Online Since: 09/26/2017
This legal manuscript was owned by the Basel jurist Arnold Zum Luft (1453-1517). The manuscript was produced in Bologna in the second half of the 13th century and contains the Digestum vetus, the first part of the tradition regarding existing laws, dating from late antiquity, together with the explanatory glosses compiled by Franciscus Accursius. In addition to Arabic and Roman numerals, the manuscript also presents a vigesimal numeral system.
Online Since: 09/26/2017
Like C I 1, this 14th century legal manuscript was produced in Bologna and was owned by Arnold Zum Luft (1453-1517). It contains the Digestum novum with Accursius' glosses, i.e., the fourth and last part of the corpus of the Digest of ancient Roman legal literature. The manuscript is richly decorated with title miniatures and figure initials.

=== GIVEN ENTRIES ===
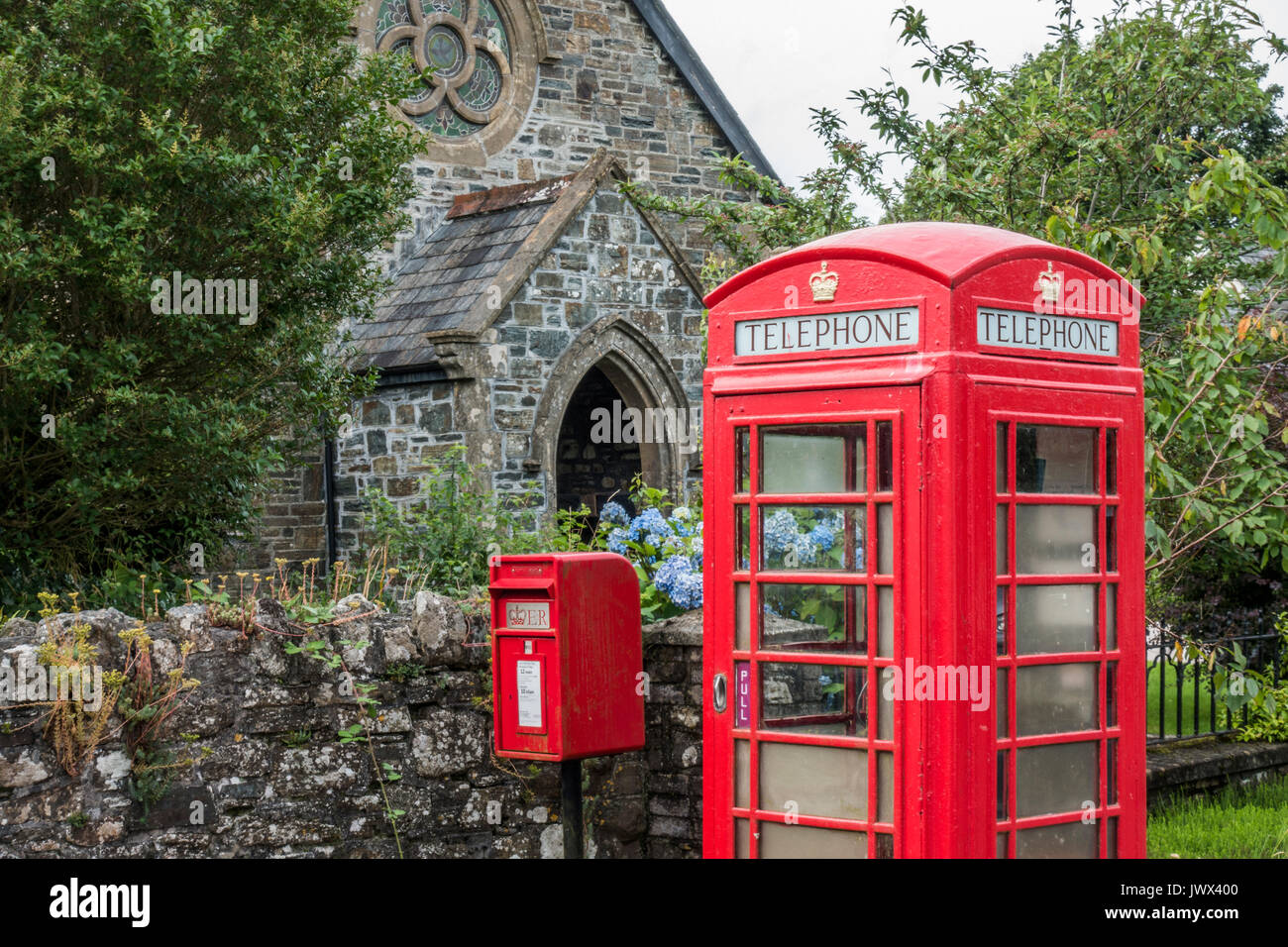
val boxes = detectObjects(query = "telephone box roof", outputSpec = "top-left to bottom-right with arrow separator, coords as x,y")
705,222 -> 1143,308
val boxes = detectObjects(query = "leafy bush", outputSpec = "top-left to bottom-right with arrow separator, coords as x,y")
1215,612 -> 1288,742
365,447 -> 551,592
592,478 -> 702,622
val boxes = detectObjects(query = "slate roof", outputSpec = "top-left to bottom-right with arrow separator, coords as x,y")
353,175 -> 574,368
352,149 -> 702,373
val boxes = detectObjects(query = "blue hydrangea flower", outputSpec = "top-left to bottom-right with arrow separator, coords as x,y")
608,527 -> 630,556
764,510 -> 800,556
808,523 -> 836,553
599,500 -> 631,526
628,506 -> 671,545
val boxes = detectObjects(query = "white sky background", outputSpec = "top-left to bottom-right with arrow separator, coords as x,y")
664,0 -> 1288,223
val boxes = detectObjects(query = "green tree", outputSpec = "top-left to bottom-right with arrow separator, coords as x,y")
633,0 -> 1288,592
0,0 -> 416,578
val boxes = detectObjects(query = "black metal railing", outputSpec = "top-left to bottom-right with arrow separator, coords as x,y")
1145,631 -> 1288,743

=== TASK PROMPT ===
Translate this sentence from the manuscript descriptions into Spanish: "The manuscript is richly decorated with title miniatures and figure initials."

=== RIGHT ANSWER ===
El manuscrito está ricamente decorado con miniaturas de título e iniciales figuradas.